* _JOBS_
A: Reproduce the passage of the post on self-composable functions from "In the case" up to and including "a1) -> (b1, a1).", switching every occurrence of "swap" to "flip".
B: Continue the post on self-composable functions from the point at which it stops.

* _EXTRACT PROVIDED_

[Haskell-cafe] Expressing "self-composable" functions at the type level
Alexander Vieth
alex at lagoa.com
Sun Nov 10 00:14:57 UTC 2013
> Due to polymorphism this is not
> quite the same as saying that the domain and co-domain match.
I believe it's the same as saying that the type of the co-domain can be refined to the type of the domain. Self-composability is already expressed at the type level, although it may not be immediately clear.
In the case of swap, it might seem like it's not possible because (b, a) can be refined to (a, b) only if a = b, but when we compose swap with itself we get fresh names for the type variables, and (b, a) can indeed be refined to (a1, b1). Trying to type (swap . swap) we find that the first swap has type (a, b) -> (b, a) and the second swap has type (a1, b1) -> (b1, a1) so if we set b = a1 and a = b1 then we recover the type (b1, a1) -> (b1, a1).

* _DATASET CONTENT_
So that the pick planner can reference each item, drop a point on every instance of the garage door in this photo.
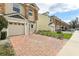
(16, 29)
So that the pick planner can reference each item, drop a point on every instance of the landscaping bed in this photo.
(55, 34)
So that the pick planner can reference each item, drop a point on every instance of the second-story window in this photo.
(30, 12)
(16, 7)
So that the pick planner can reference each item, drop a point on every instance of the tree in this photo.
(3, 23)
(74, 23)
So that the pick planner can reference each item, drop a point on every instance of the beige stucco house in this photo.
(22, 18)
(56, 23)
(43, 21)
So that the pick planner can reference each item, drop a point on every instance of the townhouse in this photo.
(43, 21)
(56, 23)
(22, 18)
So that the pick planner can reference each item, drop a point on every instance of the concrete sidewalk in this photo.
(71, 48)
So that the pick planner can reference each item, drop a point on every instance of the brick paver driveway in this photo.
(36, 45)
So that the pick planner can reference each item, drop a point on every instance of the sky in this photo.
(64, 11)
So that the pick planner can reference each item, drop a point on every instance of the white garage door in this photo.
(16, 29)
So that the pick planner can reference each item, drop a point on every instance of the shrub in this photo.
(3, 35)
(58, 31)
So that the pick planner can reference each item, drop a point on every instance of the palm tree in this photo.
(3, 23)
(74, 23)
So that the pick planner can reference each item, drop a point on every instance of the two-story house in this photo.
(22, 18)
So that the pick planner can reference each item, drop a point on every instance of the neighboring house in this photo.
(22, 18)
(56, 23)
(43, 21)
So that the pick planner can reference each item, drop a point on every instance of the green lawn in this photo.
(55, 34)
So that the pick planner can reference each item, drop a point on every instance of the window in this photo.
(30, 12)
(16, 16)
(16, 7)
(31, 25)
(10, 22)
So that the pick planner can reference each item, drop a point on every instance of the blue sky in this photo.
(67, 16)
(65, 11)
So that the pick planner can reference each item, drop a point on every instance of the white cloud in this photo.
(57, 6)
(62, 7)
(43, 7)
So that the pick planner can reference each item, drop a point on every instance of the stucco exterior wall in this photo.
(8, 8)
(42, 23)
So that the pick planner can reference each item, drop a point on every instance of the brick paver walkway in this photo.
(37, 45)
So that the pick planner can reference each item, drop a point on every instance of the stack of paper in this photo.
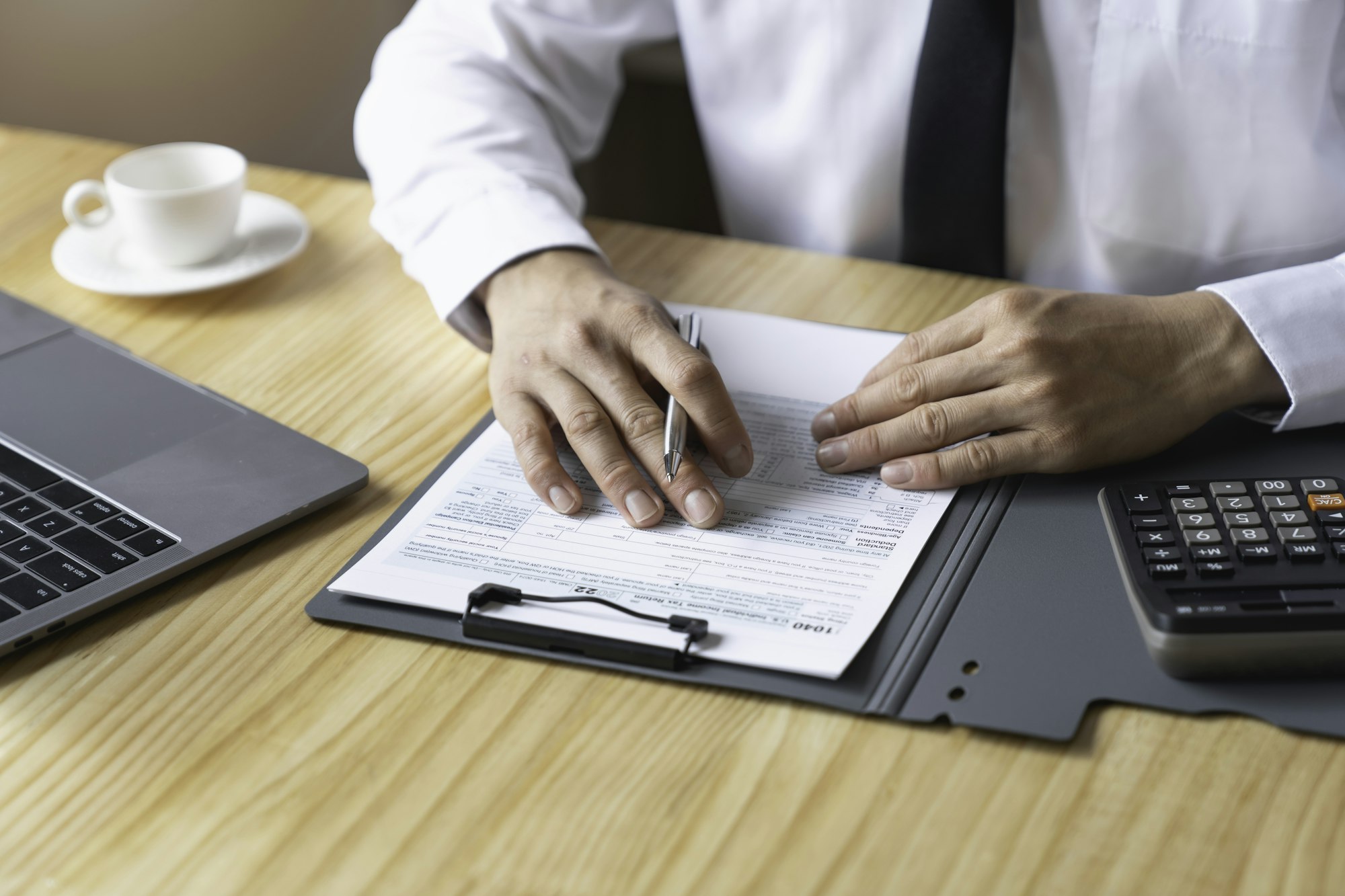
(796, 577)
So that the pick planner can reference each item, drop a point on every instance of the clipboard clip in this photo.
(558, 639)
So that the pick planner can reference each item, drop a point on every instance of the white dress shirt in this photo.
(1153, 147)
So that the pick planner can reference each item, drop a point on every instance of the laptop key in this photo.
(18, 469)
(103, 555)
(25, 509)
(150, 542)
(25, 549)
(9, 532)
(96, 512)
(50, 524)
(65, 494)
(9, 491)
(28, 592)
(63, 572)
(123, 526)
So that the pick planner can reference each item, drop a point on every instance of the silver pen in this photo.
(675, 424)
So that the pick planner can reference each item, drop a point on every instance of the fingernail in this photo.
(641, 506)
(562, 499)
(832, 454)
(824, 425)
(700, 506)
(736, 460)
(896, 473)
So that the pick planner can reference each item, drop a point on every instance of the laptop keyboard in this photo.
(56, 537)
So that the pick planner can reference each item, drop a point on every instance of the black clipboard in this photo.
(1015, 618)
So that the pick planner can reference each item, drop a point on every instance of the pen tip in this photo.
(672, 462)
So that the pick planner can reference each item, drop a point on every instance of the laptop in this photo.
(116, 475)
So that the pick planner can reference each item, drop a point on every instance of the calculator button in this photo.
(1210, 552)
(1203, 537)
(1141, 499)
(1257, 553)
(1243, 520)
(1301, 552)
(1325, 502)
(1289, 518)
(1254, 536)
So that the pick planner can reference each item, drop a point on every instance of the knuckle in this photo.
(584, 421)
(909, 385)
(582, 335)
(917, 345)
(1013, 302)
(864, 444)
(933, 423)
(980, 459)
(642, 421)
(613, 471)
(847, 412)
(693, 373)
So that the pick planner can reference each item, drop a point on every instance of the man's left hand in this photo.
(1065, 380)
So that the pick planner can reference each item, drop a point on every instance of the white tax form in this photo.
(796, 577)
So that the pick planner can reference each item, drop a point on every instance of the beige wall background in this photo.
(280, 80)
(276, 79)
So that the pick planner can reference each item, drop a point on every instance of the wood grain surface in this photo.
(209, 737)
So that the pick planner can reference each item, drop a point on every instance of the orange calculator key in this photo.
(1324, 502)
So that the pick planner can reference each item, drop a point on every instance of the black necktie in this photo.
(953, 208)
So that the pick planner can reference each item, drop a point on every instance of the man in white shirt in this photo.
(1169, 174)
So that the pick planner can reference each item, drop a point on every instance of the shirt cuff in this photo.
(479, 237)
(1289, 311)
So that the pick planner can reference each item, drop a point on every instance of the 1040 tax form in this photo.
(796, 577)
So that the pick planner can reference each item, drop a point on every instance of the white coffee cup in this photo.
(177, 204)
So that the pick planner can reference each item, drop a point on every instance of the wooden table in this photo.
(208, 737)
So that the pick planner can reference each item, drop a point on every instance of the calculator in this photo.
(1237, 576)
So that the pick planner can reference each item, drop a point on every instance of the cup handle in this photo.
(77, 194)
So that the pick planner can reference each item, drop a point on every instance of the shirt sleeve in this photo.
(1297, 315)
(471, 122)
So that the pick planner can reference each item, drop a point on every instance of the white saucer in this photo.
(270, 233)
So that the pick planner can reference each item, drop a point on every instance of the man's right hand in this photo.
(576, 346)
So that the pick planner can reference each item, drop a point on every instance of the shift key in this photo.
(96, 551)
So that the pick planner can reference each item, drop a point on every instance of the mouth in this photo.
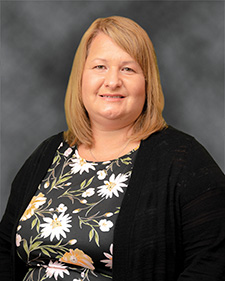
(112, 96)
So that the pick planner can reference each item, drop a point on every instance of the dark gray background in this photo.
(38, 42)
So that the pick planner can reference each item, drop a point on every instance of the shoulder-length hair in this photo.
(134, 40)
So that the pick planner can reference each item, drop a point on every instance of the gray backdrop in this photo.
(38, 42)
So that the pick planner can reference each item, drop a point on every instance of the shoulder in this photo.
(178, 152)
(41, 156)
(169, 141)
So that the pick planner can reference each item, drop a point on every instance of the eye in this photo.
(127, 69)
(100, 67)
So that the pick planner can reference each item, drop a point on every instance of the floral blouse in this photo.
(66, 232)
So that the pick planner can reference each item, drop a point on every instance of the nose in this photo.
(112, 79)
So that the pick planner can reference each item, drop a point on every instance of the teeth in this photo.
(112, 97)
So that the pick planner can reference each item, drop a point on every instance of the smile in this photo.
(112, 97)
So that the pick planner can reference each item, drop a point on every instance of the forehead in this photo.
(103, 46)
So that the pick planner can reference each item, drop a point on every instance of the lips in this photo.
(112, 96)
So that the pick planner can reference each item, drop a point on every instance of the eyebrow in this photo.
(123, 62)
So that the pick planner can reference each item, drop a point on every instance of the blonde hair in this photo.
(134, 40)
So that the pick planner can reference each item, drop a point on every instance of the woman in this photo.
(118, 183)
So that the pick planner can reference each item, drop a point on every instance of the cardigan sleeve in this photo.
(202, 204)
(23, 187)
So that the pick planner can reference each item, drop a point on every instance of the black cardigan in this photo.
(171, 226)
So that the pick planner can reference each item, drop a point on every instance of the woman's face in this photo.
(113, 85)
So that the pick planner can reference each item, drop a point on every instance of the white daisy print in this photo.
(102, 174)
(56, 269)
(112, 186)
(88, 193)
(62, 208)
(18, 239)
(68, 152)
(108, 261)
(56, 226)
(105, 225)
(80, 165)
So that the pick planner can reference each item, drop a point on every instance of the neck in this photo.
(108, 145)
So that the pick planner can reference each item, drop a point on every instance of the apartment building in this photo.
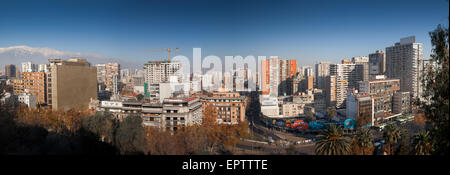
(230, 106)
(342, 78)
(71, 84)
(34, 83)
(404, 62)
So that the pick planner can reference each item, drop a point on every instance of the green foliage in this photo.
(331, 142)
(391, 135)
(422, 144)
(436, 91)
(364, 138)
(309, 116)
(102, 124)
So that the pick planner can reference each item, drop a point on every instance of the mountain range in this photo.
(18, 54)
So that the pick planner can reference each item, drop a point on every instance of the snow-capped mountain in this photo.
(18, 54)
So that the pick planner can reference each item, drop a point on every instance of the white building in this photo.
(29, 67)
(269, 106)
(43, 68)
(343, 77)
(377, 63)
(364, 61)
(29, 99)
(403, 61)
(322, 71)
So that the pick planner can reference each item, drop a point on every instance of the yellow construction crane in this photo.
(168, 50)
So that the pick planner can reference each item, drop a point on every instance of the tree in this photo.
(404, 148)
(363, 142)
(391, 135)
(331, 112)
(309, 116)
(422, 144)
(436, 91)
(331, 142)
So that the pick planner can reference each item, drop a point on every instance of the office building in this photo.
(321, 73)
(71, 84)
(342, 78)
(34, 83)
(275, 73)
(29, 67)
(230, 106)
(377, 63)
(112, 77)
(403, 61)
(10, 71)
(364, 61)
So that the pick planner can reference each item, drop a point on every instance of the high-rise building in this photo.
(10, 71)
(42, 68)
(71, 84)
(230, 106)
(307, 83)
(307, 71)
(364, 61)
(33, 83)
(403, 61)
(112, 78)
(29, 67)
(160, 72)
(342, 78)
(382, 92)
(377, 63)
(275, 73)
(321, 73)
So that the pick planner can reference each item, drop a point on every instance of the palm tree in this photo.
(391, 136)
(422, 144)
(331, 142)
(364, 139)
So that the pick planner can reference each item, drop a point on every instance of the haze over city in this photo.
(309, 32)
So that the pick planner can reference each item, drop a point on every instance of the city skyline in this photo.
(299, 32)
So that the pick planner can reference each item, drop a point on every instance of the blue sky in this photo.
(308, 31)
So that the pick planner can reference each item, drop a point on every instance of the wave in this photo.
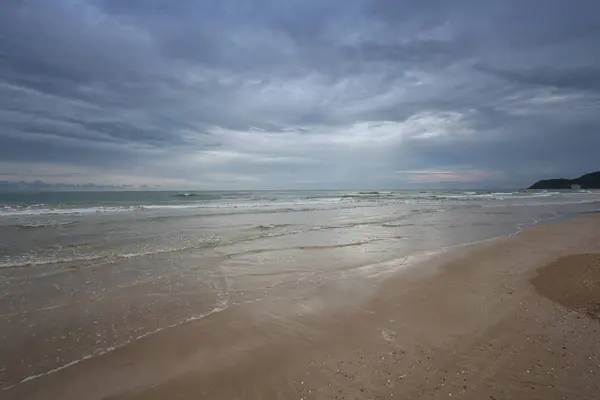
(33, 261)
(34, 225)
(222, 306)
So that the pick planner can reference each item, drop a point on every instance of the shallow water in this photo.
(83, 273)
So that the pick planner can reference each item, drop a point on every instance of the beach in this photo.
(507, 316)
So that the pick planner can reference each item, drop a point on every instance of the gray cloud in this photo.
(270, 94)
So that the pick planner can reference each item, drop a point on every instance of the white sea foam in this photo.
(102, 352)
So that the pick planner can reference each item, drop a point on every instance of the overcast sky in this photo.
(299, 93)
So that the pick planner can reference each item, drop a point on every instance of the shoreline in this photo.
(419, 258)
(313, 334)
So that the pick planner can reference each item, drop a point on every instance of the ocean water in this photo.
(82, 273)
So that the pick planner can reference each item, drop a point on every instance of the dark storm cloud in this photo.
(265, 93)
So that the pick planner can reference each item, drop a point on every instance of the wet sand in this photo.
(512, 318)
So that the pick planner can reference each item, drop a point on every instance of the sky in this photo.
(298, 94)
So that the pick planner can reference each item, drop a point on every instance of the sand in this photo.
(512, 318)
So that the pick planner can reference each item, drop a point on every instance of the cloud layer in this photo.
(298, 93)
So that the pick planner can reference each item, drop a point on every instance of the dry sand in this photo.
(513, 318)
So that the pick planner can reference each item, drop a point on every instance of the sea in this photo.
(85, 273)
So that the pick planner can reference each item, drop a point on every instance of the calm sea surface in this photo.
(84, 272)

* _TASK-BY-TASK ANSWERS_
A:
In the case of flip, it might seem like it's not possible because (b, a) can be refined to (a, b) only if a = b, but when we compose flip with itself we get fresh names for the type variables, and (b, a) can indeed be refined to (a1, b1). Trying to type (flip . flip) we find that the first flip has type (a, b) -> (b, a) and the second flip has type (a1, b1) -> (b1, a1) so if we set b = a1 and a = b1 then we recover the type (b1, a1) -> (b1, a1).

B:
Alex
On 2013-11-09, at 6:46 PM, Ignas Vyšniauskas wrote:
> Hi,
>
> I'm wondering if there's some way to express that a function can be
> composed with itself at the type level. Due to polymorphism this is not
> quite the same as saying that the domain and co-domain match.
>
> Example:
>
> swap :: (a, b) -> (b, a)
> swap . swap :: (a, b) -> (a, b)
>
> I'd like to write a function such as (in pseudocode):
>
> involute :: ((a -> b) &&& (b -> a)) -> (a -> a)
> involute f = f . f
>
> But I obviously can't write down the type for (a -> b) &&& (b -> a)
>
> Perhaps this can be done with some typeclass hackery?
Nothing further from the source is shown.